# Start of Exercise materials

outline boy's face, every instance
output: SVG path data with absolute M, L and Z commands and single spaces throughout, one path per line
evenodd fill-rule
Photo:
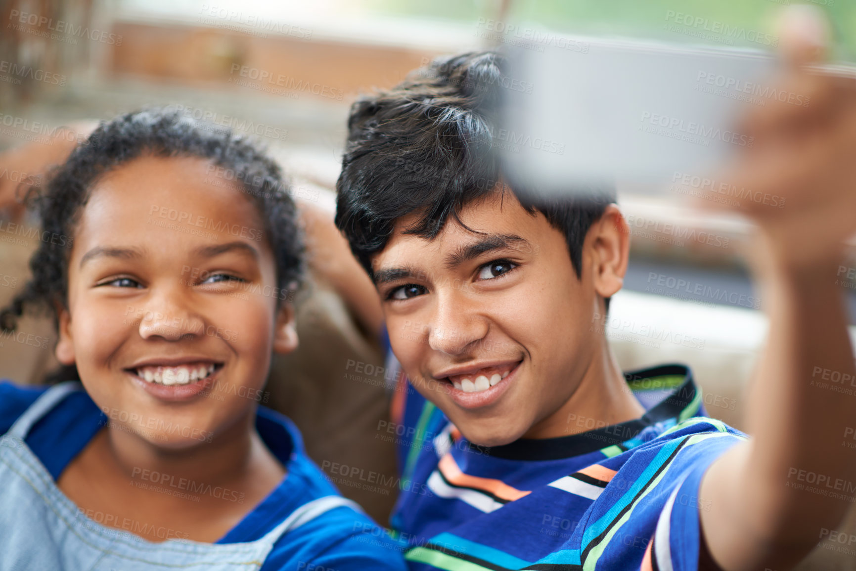
M 603 359 L 592 317 L 598 294 L 614 293 L 592 275 L 609 247 L 597 232 L 586 235 L 580 279 L 564 235 L 511 193 L 500 196 L 461 211 L 483 234 L 450 218 L 428 241 L 402 233 L 416 220 L 408 216 L 372 259 L 392 349 L 413 386 L 485 446 L 553 436 L 544 427 Z M 626 263 L 626 238 L 616 240 Z M 620 285 L 620 277 L 607 284 Z
M 143 157 L 80 213 L 59 360 L 114 425 L 182 448 L 236 427 L 264 399 L 271 348 L 296 347 L 255 206 L 199 158 Z

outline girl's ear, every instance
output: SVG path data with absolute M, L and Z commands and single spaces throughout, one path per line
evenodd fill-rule
M 65 307 L 56 307 L 56 314 L 59 316 L 59 342 L 54 351 L 56 354 L 56 360 L 62 365 L 74 365 L 74 342 L 71 336 L 71 314 Z
M 276 324 L 273 335 L 273 351 L 287 354 L 297 348 L 297 330 L 294 324 L 294 306 L 284 302 L 276 312 Z

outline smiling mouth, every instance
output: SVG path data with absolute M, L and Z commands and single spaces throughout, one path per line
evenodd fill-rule
M 520 362 L 518 361 L 499 367 L 485 367 L 465 375 L 452 375 L 447 377 L 446 380 L 458 390 L 462 390 L 465 393 L 480 393 L 508 377 L 520 364 Z
M 185 385 L 210 378 L 223 368 L 223 363 L 198 361 L 177 366 L 146 366 L 126 369 L 131 374 L 152 384 Z

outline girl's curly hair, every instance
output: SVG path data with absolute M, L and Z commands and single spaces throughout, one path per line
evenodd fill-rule
M 274 252 L 280 290 L 296 290 L 305 271 L 303 240 L 296 207 L 279 166 L 248 138 L 229 128 L 179 111 L 146 109 L 102 122 L 51 173 L 44 191 L 33 189 L 27 194 L 27 205 L 41 219 L 42 240 L 30 259 L 32 278 L 0 312 L 3 330 L 15 330 L 17 318 L 36 309 L 52 314 L 58 326 L 57 307 L 68 307 L 74 228 L 91 190 L 105 173 L 143 155 L 205 158 L 222 167 L 218 172 L 223 178 L 237 185 L 259 208 Z

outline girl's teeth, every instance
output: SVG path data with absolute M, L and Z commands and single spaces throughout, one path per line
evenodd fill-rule
M 147 366 L 137 369 L 137 376 L 146 383 L 157 383 L 172 386 L 174 384 L 187 384 L 202 380 L 214 372 L 214 365 L 201 365 L 198 366 Z
M 163 370 L 163 384 L 169 386 L 175 384 L 175 369 L 164 369 Z
M 483 390 L 487 390 L 490 388 L 490 381 L 487 379 L 484 375 L 479 375 L 476 377 L 475 383 L 476 392 L 481 392 Z

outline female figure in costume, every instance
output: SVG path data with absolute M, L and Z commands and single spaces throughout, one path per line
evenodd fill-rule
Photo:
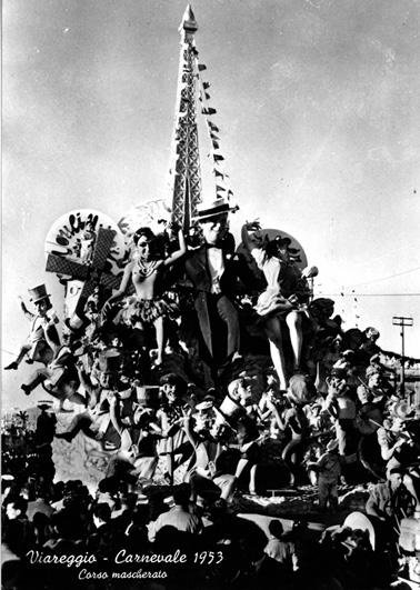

# End of Exercise materials

Copy every line above, from the line with "outline girl's curly hair, every instance" through the end of the rows, including the requests. Multiply each coordinate in the answer path data by 0.35 and round to whole numbers, with halves rounding up, and leave out the pictures.

**Answer in full**
outline girl's curly hair, every instance
output: SVG path data with absolute M, L and Z commands and single spaces throughout, one path per line
evenodd fill-rule
M 96 88 L 98 102 L 104 102 L 107 95 L 106 84 L 104 72 L 98 58 L 87 48 L 80 45 L 63 39 L 51 38 L 36 43 L 18 61 L 15 67 L 12 66 L 9 68 L 9 72 L 14 77 L 15 84 L 11 91 L 11 97 L 0 109 L 1 116 L 5 116 L 6 111 L 13 108 L 18 110 L 20 114 L 20 107 L 24 107 L 26 80 L 32 67 L 37 61 L 50 54 L 72 55 L 78 58 L 76 60 L 78 62 L 83 65 L 91 73 Z

outline girl's teeth, every instance
output: SVG path data with absolute M, L and Z commands and single spaces throughout, one path per line
evenodd fill-rule
M 51 128 L 48 129 L 48 132 L 51 134 L 55 134 L 60 135 L 61 134 L 65 134 L 71 133 L 75 130 L 75 128 L 70 128 L 69 128 Z
M 57 130 L 57 134 L 59 135 L 61 134 L 61 129 L 57 129 Z
M 169 137 L 170 137 L 172 136 L 172 133 L 170 133 L 169 131 L 168 131 L 167 132 L 166 134 L 167 137 L 168 137 Z

outline female figure in costume, every instance
output: SVG path data with absolute M, L and Z commands and single spaces throughout, one path per line
evenodd fill-rule
Photo:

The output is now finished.